Material provided ::
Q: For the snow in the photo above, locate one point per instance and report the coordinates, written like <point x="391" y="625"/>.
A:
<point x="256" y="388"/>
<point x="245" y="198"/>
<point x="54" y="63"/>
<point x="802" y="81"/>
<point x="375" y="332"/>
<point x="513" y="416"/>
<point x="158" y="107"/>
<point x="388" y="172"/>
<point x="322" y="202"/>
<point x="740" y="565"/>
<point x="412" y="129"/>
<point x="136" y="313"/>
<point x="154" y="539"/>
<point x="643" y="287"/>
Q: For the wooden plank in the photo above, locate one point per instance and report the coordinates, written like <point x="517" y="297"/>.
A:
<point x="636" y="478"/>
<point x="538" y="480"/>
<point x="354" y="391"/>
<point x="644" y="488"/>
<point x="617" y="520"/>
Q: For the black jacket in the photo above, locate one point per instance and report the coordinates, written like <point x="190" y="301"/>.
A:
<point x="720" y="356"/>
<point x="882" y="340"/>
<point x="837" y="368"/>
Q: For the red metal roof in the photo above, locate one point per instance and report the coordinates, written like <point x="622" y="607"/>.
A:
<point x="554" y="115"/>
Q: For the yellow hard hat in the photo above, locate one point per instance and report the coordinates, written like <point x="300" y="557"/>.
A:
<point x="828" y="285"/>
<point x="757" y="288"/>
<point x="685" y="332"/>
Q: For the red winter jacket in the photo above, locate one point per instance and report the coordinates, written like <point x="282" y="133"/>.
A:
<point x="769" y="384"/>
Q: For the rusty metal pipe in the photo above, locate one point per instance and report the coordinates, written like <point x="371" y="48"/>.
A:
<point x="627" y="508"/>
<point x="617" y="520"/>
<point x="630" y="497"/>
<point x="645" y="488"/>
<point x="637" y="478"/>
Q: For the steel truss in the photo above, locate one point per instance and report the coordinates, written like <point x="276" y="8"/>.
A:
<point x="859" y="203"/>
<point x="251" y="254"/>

What to produce :: Copy the material above back out, exactly as written.

Answer for this exercise ::
Q: For the snow in the photo above, locate one point per instance and report the coordinates, written like <point x="391" y="625"/>.
A:
<point x="256" y="388"/>
<point x="245" y="198"/>
<point x="54" y="63"/>
<point x="802" y="81"/>
<point x="375" y="332"/>
<point x="513" y="416"/>
<point x="158" y="107"/>
<point x="388" y="172"/>
<point x="322" y="202"/>
<point x="740" y="565"/>
<point x="412" y="129"/>
<point x="136" y="313"/>
<point x="154" y="539"/>
<point x="643" y="287"/>
Q: For the wooden plank in the photo above, locate one point per instance and report the coordinates, written like <point x="517" y="297"/>.
A:
<point x="636" y="478"/>
<point x="538" y="480"/>
<point x="354" y="391"/>
<point x="644" y="488"/>
<point x="617" y="520"/>
Q: For the black jacket in the photo above, locate one point per instance and report the coordinates, written like <point x="190" y="301"/>.
A:
<point x="720" y="356"/>
<point x="882" y="340"/>
<point x="837" y="368"/>
Q: For the red metal roof in the photo above, locate one point per instance and report the coordinates, written like <point x="622" y="607"/>.
A:
<point x="554" y="115"/>
Q: For the yellow hard hat in the photo above, locate one point per instance and report the coordinates, written like <point x="300" y="557"/>.
A:
<point x="828" y="285"/>
<point x="757" y="288"/>
<point x="685" y="332"/>
Q: For the red winter jacket in the photo above, locate one point per instance and report the coordinates, written like <point x="282" y="133"/>.
A:
<point x="769" y="384"/>
Q: For the rusty metal pipe in the photo above, locate one point per instance and report the coordinates, written like <point x="371" y="48"/>.
A:
<point x="627" y="508"/>
<point x="617" y="520"/>
<point x="630" y="497"/>
<point x="645" y="488"/>
<point x="637" y="478"/>
Q: For the steel truss in the photo above, locate one point per instance and report the coordinates, written like <point x="276" y="8"/>.
A:
<point x="859" y="203"/>
<point x="251" y="254"/>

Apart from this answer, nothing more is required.